*** Opening of Input ***

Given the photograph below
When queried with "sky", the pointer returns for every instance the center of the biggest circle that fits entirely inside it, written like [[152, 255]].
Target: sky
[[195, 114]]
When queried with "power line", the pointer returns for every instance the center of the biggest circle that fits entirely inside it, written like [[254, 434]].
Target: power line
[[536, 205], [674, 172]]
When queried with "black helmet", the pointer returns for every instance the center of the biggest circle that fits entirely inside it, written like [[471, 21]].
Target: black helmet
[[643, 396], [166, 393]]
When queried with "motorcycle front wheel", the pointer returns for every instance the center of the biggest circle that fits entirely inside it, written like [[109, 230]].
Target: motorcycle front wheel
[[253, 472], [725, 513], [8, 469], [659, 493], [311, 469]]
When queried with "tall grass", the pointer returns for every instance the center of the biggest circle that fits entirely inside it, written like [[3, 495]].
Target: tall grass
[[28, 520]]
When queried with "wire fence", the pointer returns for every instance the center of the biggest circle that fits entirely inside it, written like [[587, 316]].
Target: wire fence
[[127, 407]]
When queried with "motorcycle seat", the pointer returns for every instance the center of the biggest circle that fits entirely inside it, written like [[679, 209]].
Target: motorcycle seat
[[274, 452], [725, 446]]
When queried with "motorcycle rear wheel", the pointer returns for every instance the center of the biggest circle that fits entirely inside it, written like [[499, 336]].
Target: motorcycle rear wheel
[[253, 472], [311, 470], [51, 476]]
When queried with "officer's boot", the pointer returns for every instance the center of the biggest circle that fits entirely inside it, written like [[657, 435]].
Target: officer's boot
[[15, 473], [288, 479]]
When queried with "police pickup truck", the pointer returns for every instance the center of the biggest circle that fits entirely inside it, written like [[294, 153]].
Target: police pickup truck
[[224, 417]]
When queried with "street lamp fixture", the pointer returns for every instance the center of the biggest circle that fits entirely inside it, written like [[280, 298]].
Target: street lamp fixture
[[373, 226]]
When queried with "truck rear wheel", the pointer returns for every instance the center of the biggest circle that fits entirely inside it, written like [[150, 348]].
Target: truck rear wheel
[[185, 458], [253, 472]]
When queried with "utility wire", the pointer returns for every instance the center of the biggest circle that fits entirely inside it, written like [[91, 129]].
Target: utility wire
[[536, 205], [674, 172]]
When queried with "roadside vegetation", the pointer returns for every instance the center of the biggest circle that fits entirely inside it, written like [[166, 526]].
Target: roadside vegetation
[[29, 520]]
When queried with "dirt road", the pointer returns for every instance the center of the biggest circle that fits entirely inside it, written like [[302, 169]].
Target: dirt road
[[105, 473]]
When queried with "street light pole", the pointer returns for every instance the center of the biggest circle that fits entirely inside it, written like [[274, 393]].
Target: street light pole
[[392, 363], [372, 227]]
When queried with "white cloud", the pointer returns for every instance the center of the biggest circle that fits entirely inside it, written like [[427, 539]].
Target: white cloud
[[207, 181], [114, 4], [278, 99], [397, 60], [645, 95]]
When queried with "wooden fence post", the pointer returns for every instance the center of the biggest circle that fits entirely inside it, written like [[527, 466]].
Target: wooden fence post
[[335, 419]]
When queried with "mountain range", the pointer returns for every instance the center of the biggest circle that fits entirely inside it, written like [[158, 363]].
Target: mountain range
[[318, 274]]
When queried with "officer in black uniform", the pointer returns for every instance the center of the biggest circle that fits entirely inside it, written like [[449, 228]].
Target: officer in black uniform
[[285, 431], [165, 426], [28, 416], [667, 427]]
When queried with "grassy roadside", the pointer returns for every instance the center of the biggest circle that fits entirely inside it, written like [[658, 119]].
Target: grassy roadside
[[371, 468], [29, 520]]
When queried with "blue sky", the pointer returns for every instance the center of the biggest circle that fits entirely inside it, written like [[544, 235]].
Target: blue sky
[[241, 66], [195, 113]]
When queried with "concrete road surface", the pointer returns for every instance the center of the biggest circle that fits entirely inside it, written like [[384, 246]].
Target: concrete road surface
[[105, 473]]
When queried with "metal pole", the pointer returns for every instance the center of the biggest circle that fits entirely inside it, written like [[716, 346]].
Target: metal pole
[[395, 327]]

*** Close of Input ***

### Task requirements
All of the entries must be quoted exactly; please include each one.

### Exercise result
Given the photograph below
When queried with "sky", the pointer returns for every instance the center of the biggest circle that fits entirely inside it, written like [[152, 255]].
Target: sky
[[195, 114]]
When queried with "power line", the pointer returns for every instance the center of the biggest circle that fits entirely inside it, written like [[254, 434]].
Target: power line
[[536, 205], [674, 172]]
When queried with "black helmet", the pointer returns for every instance the center of the biggest circle that fits entirely inside it, written like [[471, 21]].
Target: black helmet
[[643, 396], [166, 393]]
When queried with "motorcycle front wheel", the pointer returns for every instance the center of the biggest circle that fits entirely inside it, written like [[109, 230]].
Target: motorcycle front wheel
[[253, 472], [725, 513], [8, 469], [659, 493], [311, 469]]
When queried with "tall grass", the pointer returns for every instance the center of the biggest circle that fits entirely inside it, written like [[3, 495]].
Target: tall grass
[[28, 520]]
When queried with "wire fence", the pointer returns for every instance the center of the biggest circle that fits entirely inside it, written like [[587, 316]].
Target: wire fence
[[127, 407]]
When queried with "motorcycle seat", the pointer returns for every instance the center of the biggest circle that fits entirely inside it, written like [[679, 209]].
Target: motorcycle seat
[[274, 452], [725, 446]]
When queried with "motorcycle rear wheel", the pointer returns for every instance the center of the biggest circle that fits entirely inside it, written like [[499, 336]].
Target: motorcycle rear wheel
[[253, 472], [311, 470], [51, 476]]
When queried with "officer's boot", the pointer returns for every instance the center of the biggest circle that fits entirely inside it, written like [[657, 435]].
Target: officer's boot
[[15, 473], [288, 479]]
When queried with "police pickup truck", the pointer returns for every instance the center of the biggest circle that fits entirely inside it, written like [[294, 153]].
Target: police pickup truck
[[224, 417]]
When queried with "street lamp fixture", the pointer returns for every instance the center of the biggest circle that fits entirely inside it, written like [[280, 298]].
Target: street lamp fixture
[[373, 226]]
When queried with "truck rear wheel", the pointer returns for every instance the center of the biggest circle that fits entirely inside it, written like [[150, 348]].
Target: truck rear wheel
[[185, 458], [253, 472]]
When queried with "utility wire", the pointer returns for every instance the center of the biggest circle that fits entirely inside it, written like [[91, 129]].
Target: utility wire
[[536, 205], [674, 172]]
When queried with "roadside vegetation", the pointer returns for every instance the center of the biggest circle that fits entirely inside it, written like [[166, 526]].
Target: roadside vegetation
[[29, 520]]
When queried with "dirt road", the pointer returns for every instance the center of the biggest circle that fits entirely inside it, written like [[302, 169]].
Target: dirt road
[[105, 473]]
When queried with "street light pole", the pointer returns for every instance the center of the biggest circle that fits entirely inside it, written like [[274, 393]].
Target: street light pole
[[392, 363], [372, 227]]
When queried with "white cloud", the pointer returns for every instance the center of the biggest circle that fits entirely inside it, written like [[427, 539]].
Target: white cloud
[[207, 181], [114, 4], [278, 99], [397, 60], [645, 95]]
When queried with "wooden fence post", the pointer returns for every instance the center of the biggest circle that fits entirely inside it, written like [[527, 466]].
Target: wooden fence post
[[335, 419]]
When queried with "mountain range", the pointer returns for every instance the center of the biggest circle that fits entirely inside it, written like [[158, 363]].
Target: mountain range
[[318, 274]]
When queried with "officer in black uniform", the pointer returns for every instance the center of the biggest circle that fits entirely inside it, written like [[449, 228]].
Target: officer in black uniform
[[285, 431], [165, 426], [28, 416], [667, 427]]
When queried with "grassy roadside", the pointer returns for every instance the center of the biggest circle that fits entirely inside it, written like [[658, 119]].
Target: grassy roadside
[[371, 468], [29, 520]]
When queried with "blue sky", the pointer returns for every instance the center of the biggest circle that fits entirely inside it, written like [[544, 235]].
Target: blue sky
[[241, 66], [195, 113]]
When queried with "concrete road surface", the pointer returns for every instance the center of the biggest circle that fits entirely inside it, written like [[384, 246]].
Target: concrete road surface
[[105, 473]]
When queried with "metal pole", the pointer returns for every instance the center of the biggest circle that fits entirely inside it, written like [[716, 346]].
Target: metal pole
[[395, 327]]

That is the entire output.